Task description
Recast every line of the material below as a Markdown table with the columns Row and Line. Number the rows in order and leave out blank lines.
* begin *
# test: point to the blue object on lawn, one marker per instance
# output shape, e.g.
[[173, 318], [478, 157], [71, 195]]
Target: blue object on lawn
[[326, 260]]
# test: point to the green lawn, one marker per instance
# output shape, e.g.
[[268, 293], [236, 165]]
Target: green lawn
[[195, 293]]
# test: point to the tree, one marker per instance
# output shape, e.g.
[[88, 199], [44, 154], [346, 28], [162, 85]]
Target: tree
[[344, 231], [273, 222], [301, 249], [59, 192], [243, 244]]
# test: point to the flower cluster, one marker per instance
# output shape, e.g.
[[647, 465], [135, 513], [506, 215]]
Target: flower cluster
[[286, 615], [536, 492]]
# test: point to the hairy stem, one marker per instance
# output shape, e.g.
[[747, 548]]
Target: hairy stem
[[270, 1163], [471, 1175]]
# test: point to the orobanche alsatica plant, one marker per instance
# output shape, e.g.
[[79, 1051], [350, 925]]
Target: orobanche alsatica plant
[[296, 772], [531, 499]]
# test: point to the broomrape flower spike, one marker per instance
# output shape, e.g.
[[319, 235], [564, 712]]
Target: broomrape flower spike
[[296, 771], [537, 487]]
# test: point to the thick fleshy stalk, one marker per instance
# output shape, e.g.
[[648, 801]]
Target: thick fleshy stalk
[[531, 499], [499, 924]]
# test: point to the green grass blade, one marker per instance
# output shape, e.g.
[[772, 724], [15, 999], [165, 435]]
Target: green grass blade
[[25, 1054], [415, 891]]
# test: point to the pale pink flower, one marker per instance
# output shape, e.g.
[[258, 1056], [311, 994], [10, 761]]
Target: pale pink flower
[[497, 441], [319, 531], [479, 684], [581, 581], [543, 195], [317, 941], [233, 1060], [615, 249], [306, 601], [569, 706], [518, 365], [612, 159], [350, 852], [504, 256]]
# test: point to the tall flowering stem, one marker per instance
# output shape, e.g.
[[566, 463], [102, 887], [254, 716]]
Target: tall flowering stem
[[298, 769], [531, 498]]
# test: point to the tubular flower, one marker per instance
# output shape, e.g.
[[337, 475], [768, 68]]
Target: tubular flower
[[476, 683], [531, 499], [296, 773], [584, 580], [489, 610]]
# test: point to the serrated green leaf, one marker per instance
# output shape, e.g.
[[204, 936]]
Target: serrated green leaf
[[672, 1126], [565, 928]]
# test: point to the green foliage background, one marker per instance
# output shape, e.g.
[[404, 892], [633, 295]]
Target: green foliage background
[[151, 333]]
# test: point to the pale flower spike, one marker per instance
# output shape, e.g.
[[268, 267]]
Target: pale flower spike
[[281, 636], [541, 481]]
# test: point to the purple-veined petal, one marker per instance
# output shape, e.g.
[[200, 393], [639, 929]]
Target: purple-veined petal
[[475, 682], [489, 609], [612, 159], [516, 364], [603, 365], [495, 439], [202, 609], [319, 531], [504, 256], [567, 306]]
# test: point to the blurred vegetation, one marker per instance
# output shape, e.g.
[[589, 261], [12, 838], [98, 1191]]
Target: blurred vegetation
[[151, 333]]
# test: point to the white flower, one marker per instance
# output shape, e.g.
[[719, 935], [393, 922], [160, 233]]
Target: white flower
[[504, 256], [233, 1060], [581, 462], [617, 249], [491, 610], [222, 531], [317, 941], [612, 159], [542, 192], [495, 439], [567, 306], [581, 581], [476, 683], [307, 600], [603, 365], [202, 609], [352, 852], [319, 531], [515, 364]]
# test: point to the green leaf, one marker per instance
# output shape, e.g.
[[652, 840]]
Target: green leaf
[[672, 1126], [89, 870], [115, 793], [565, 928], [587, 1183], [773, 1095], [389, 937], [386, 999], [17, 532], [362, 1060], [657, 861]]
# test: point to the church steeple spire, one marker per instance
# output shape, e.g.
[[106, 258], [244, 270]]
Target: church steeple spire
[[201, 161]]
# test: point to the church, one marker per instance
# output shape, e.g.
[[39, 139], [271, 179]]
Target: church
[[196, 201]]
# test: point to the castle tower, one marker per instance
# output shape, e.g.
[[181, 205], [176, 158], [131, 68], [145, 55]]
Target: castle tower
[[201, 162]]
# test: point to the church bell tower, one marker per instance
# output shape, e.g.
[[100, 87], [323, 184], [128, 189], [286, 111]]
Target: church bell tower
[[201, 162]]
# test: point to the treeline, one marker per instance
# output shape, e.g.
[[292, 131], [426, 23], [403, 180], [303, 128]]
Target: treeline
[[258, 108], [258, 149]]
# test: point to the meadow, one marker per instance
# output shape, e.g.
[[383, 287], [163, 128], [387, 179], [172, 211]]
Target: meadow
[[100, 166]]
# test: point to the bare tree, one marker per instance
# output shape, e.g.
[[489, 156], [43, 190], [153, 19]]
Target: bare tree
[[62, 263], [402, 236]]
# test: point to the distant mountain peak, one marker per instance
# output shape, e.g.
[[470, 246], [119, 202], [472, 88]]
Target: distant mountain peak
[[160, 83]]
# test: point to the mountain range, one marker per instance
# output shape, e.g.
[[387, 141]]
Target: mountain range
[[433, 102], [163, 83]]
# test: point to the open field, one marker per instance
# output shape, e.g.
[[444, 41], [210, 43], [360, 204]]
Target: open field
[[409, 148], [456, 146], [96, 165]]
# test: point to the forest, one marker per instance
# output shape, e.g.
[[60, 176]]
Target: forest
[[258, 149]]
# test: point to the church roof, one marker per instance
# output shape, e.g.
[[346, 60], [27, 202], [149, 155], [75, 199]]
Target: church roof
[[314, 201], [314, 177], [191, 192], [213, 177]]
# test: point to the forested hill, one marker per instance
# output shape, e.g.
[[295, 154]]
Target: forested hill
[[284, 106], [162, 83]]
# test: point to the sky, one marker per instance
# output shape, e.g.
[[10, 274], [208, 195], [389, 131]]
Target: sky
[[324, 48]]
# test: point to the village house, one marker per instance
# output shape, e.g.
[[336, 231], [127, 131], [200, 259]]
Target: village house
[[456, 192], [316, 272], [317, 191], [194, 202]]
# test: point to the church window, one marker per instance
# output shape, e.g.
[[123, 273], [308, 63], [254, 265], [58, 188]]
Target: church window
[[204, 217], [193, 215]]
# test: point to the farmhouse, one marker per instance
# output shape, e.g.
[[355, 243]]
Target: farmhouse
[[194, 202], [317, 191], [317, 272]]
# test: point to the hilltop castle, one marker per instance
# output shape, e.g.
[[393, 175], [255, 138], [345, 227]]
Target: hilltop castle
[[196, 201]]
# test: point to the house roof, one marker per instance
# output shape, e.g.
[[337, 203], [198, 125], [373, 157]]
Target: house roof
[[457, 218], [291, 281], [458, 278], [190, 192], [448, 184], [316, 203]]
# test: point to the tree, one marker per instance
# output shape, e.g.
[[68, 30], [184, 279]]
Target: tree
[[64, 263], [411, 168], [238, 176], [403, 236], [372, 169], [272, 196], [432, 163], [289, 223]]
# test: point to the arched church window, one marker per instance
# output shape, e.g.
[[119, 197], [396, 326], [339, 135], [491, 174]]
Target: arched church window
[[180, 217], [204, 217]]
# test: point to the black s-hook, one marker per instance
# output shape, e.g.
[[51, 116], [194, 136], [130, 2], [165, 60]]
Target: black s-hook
* end *
Task result
| Row | Line |
|---|---|
| 1 | # test: point to the blue object on lawn, one marker per instance |
| 2 | # output shape, e.g. |
| 3 | [[173, 318], [478, 157], [71, 195]] |
| 4 | Target: blue object on lawn |
| 5 | [[326, 260]] |
| 6 | # test: point to the green lawn, one marker per instance |
| 7 | # output shape, e.g. |
| 8 | [[268, 293], [236, 165]] |
| 9 | Target: green lawn |
| 10 | [[195, 293]] |
| 11 | # test: point to the tree, one marker per instance |
| 12 | # output shape, e.g. |
| 13 | [[88, 199], [44, 154], [346, 28], [162, 85]] |
| 14 | Target: tree |
| 15 | [[344, 231], [273, 222], [301, 249], [59, 192], [243, 244]] |
| 16 | # test: point to the flower cluster, one marker per instance |
| 17 | # output shape, e.g. |
| 18 | [[647, 465], [135, 513], [506, 215]] |
| 19 | Target: flower cluster |
| 20 | [[286, 615], [536, 492]] |
| 21 | # test: point to the hairy stem, one marker per instance |
| 22 | # output shape, e.g. |
| 23 | [[747, 548]] |
| 24 | Target: hairy stem |
| 25 | [[270, 1163], [471, 1175]] |
| 26 | # test: point to the orobanche alsatica plant, one marker per instance |
| 27 | # output shape, e.g. |
| 28 | [[79, 1051], [350, 925]] |
| 29 | Target: orobanche alsatica plant |
| 30 | [[296, 772], [531, 499]] |
| 31 | # test: point to the broomrape flower spike, one marker per instance |
| 32 | # output shape, e.g. |
| 33 | [[319, 235], [564, 712]] |
| 34 | Target: broomrape flower spike |
| 35 | [[296, 771], [537, 487]] |
| 36 | # test: point to the thick fleshy stalk, one marker per instance |
| 37 | # output shape, e.g. |
| 38 | [[648, 801]] |
| 39 | Target: thick fleshy stalk |
| 40 | [[531, 499], [499, 924]] |
| 41 | # test: point to the green grass blade, one marker per instance |
| 42 | # output shape, e.g. |
| 43 | [[772, 724], [15, 999], [165, 435]] |
| 44 | Target: green grass blade |
| 45 | [[25, 1054], [415, 891]] |
| 46 | # test: point to the pale pink flower, one marker per instance |
| 47 | # output shape, e.g. |
| 48 | [[258, 1056], [311, 994], [10, 761]] |
| 49 | Target: pale pink flower |
| 50 | [[497, 441], [319, 531], [479, 684], [581, 581], [543, 195], [317, 941], [233, 1060], [615, 249], [306, 601], [569, 706], [518, 365], [612, 159], [350, 852], [504, 256]] |
| 51 | # test: point to the tall flowering stem, one marker per instance |
| 52 | # output shape, e.g. |
| 53 | [[566, 463], [102, 887], [254, 716]] |
| 54 | Target: tall flowering stem |
| 55 | [[298, 769], [531, 498]] |
| 56 | # test: point to the tubular flower, one marker per instance |
| 57 | # output shape, e.g. |
| 58 | [[337, 475], [768, 68]] |
| 59 | Target: tubular flower |
| 60 | [[476, 683], [531, 499], [296, 773], [584, 580], [489, 610]] |
| 61 | # test: point to the serrated green leaf, one marker per instance |
| 62 | # output shape, e.g. |
| 63 | [[204, 936]] |
| 64 | Target: serrated green leaf |
| 65 | [[672, 1126], [565, 928]] |
| 66 | # test: point to the green foliage background, one marker per instance |
| 67 | # output shape, e.g. |
| 68 | [[404, 892], [633, 295]] |
| 69 | Target: green foliage background |
| 70 | [[151, 333]] |
| 71 | # test: point to the pale flower spike, one marker per instance |
| 72 | # output shape, e.g. |
| 73 | [[268, 267]] |
| 74 | Target: pale flower spike |
| 75 | [[281, 636], [541, 481]] |
| 76 | # test: point to the purple-veined petal, one marker per instance |
| 77 | # output shape, e.g. |
| 78 | [[200, 393], [639, 929]] |
| 79 | Target: purple-veined petal |
| 80 | [[475, 682], [489, 609], [612, 159], [516, 364], [603, 365], [495, 439], [202, 609], [319, 531], [504, 256], [567, 306]] |
| 81 | # test: point to the blurred vegetation, one marker per instance |
| 82 | # output shape, e.g. |
| 83 | [[589, 261], [12, 838], [98, 1191]] |
| 84 | Target: blurred vegetation |
| 85 | [[151, 333]] |
| 86 | # test: point to the white flower, one marker per instance |
| 87 | # output shape, e.g. |
| 88 | [[719, 935], [393, 922], [160, 233]] |
| 89 | Target: white flower |
| 90 | [[504, 256], [233, 1060], [581, 462], [617, 249], [491, 610], [222, 531], [317, 941], [612, 159], [542, 192], [495, 439], [567, 306], [581, 581], [476, 683], [307, 600], [603, 365], [202, 609], [352, 852], [319, 531], [515, 364]] |
| 91 | # test: point to the green leaf, one marker per instance |
| 92 | # output shape, e.g. |
| 93 | [[652, 840]] |
| 94 | Target: green leaf |
| 95 | [[672, 1126], [89, 870], [115, 793], [565, 928], [587, 1183], [773, 1095], [389, 937], [386, 999], [17, 532], [362, 1060], [657, 861]] |
| 96 | # test: point to the church steeple spire, one marker per instance |
| 97 | # output shape, e.g. |
| 98 | [[106, 258], [244, 270]] |
| 99 | Target: church steeple spire |
| 100 | [[201, 161]] |
| 101 | # test: point to the church, one marker per instance |
| 102 | # output shape, e.g. |
| 103 | [[39, 139], [271, 179]] |
| 104 | Target: church |
| 105 | [[196, 201]] |
| 106 | # test: point to the castle tower, one marker per instance |
| 107 | # output shape, e.g. |
| 108 | [[181, 205], [176, 158], [131, 68], [145, 55]] |
| 109 | Target: castle tower |
| 110 | [[201, 162]] |
| 111 | # test: point to the church bell tower, one marker per instance |
| 112 | # output shape, e.g. |
| 113 | [[100, 87], [323, 184], [128, 189], [286, 111]] |
| 114 | Target: church bell tower |
| 115 | [[201, 162]] |
| 116 | # test: point to the treeline, one marker per instance |
| 117 | # output shape, e.g. |
| 118 | [[292, 131], [426, 23], [403, 180], [303, 128]] |
| 119 | Target: treeline |
| 120 | [[258, 108], [258, 149]] |
| 121 | # test: point to the meadow, one marker per instance |
| 122 | # output shape, e.g. |
| 123 | [[383, 287], [163, 128], [387, 179], [172, 211]] |
| 124 | Target: meadow |
| 125 | [[100, 166]] |
| 126 | # test: point to the bare tree, one marker per instance |
| 127 | # output shape, e.g. |
| 128 | [[489, 156], [43, 190], [153, 19]] |
| 129 | Target: bare tree |
| 130 | [[62, 263], [402, 236]] |
| 131 | # test: point to the distant mountain peak, one marker per instance |
| 132 | # output shape, e.g. |
| 133 | [[470, 246], [119, 202], [472, 88]] |
| 134 | Target: distant mountain peak |
| 135 | [[160, 83]] |
| 136 | # test: point to the mountain range, one marker per instance |
| 137 | # output shape, e.g. |
| 138 | [[387, 141]] |
| 139 | Target: mountain range |
| 140 | [[433, 102], [163, 83]] |
| 141 | # test: point to the open field, one marker per instance |
| 142 | # output shape, e.g. |
| 143 | [[444, 41], [210, 43], [360, 204]] |
| 144 | Target: open field |
| 145 | [[409, 148], [456, 146], [96, 165]] |
| 146 | # test: point to the forest, one marker per instance |
| 147 | # output shape, e.g. |
| 148 | [[60, 176]] |
| 149 | Target: forest |
| 150 | [[258, 149]] |
| 151 | # test: point to the church roof, one marker per instance |
| 152 | # output shape, e.g. |
| 153 | [[346, 60], [27, 202], [149, 155], [75, 199]] |
| 154 | Target: church roof |
| 155 | [[314, 201], [314, 177], [191, 192], [213, 177]] |
| 156 | # test: point to the forested hill, one marker per instance |
| 157 | # output shape, e.g. |
| 158 | [[295, 154]] |
| 159 | Target: forested hill |
| 160 | [[284, 106], [162, 83]] |
| 161 | # test: point to the sky, one marker per instance |
| 162 | # output shape, e.g. |
| 163 | [[10, 274], [208, 195], [389, 131]] |
| 164 | Target: sky |
| 165 | [[324, 48]] |
| 166 | # test: point to the village house, one marker per instance |
| 167 | # output shape, e.g. |
| 168 | [[336, 231], [127, 131], [200, 259]] |
| 169 | Target: village house |
| 170 | [[456, 192], [316, 272], [317, 191], [194, 202]] |
| 171 | # test: point to the church window, one marker per instance |
| 172 | # output shape, e.g. |
| 173 | [[123, 273], [308, 63], [254, 265], [58, 188]] |
| 174 | Target: church window |
| 175 | [[204, 217], [193, 215]] |
| 176 | # test: point to the farmhouse, one marker per instance |
| 177 | # output shape, e.g. |
| 178 | [[355, 243]] |
| 179 | Target: farmhouse |
| 180 | [[194, 202], [317, 191], [317, 272]] |
| 181 | # test: point to the hilltop castle, one marker per instance |
| 182 | # output shape, e.g. |
| 183 | [[393, 175], [255, 138], [345, 227]] |
| 184 | Target: hilltop castle |
| 185 | [[196, 201]] |
| 186 | # test: point to the house roof, one marker per instance |
| 187 | # output shape, e.g. |
| 188 | [[337, 203], [198, 125], [373, 157]] |
| 189 | Target: house roof |
| 190 | [[457, 218], [291, 281], [458, 278], [190, 192], [448, 184], [316, 203]] |
| 191 | # test: point to the tree, one marker per instance |
| 192 | # output shape, e.g. |
| 193 | [[68, 30], [184, 279]] |
| 194 | Target: tree |
| 195 | [[64, 263], [411, 168], [238, 176], [403, 236], [372, 169], [272, 196], [432, 163], [289, 223]] |
| 196 | # test: point to the arched church window, one marker per instance |
| 197 | # output shape, e.g. |
| 198 | [[119, 197], [396, 326], [339, 135], [491, 174]] |
| 199 | Target: arched church window |
| 200 | [[180, 217], [204, 217]] |
| 201 | # test: point to the black s-hook, one marker per instance |
| 202 | # output shape, e.g. |
| 203 | [[51, 116], [194, 136], [130, 2], [165, 60]] |
| 204 | Target: black s-hook |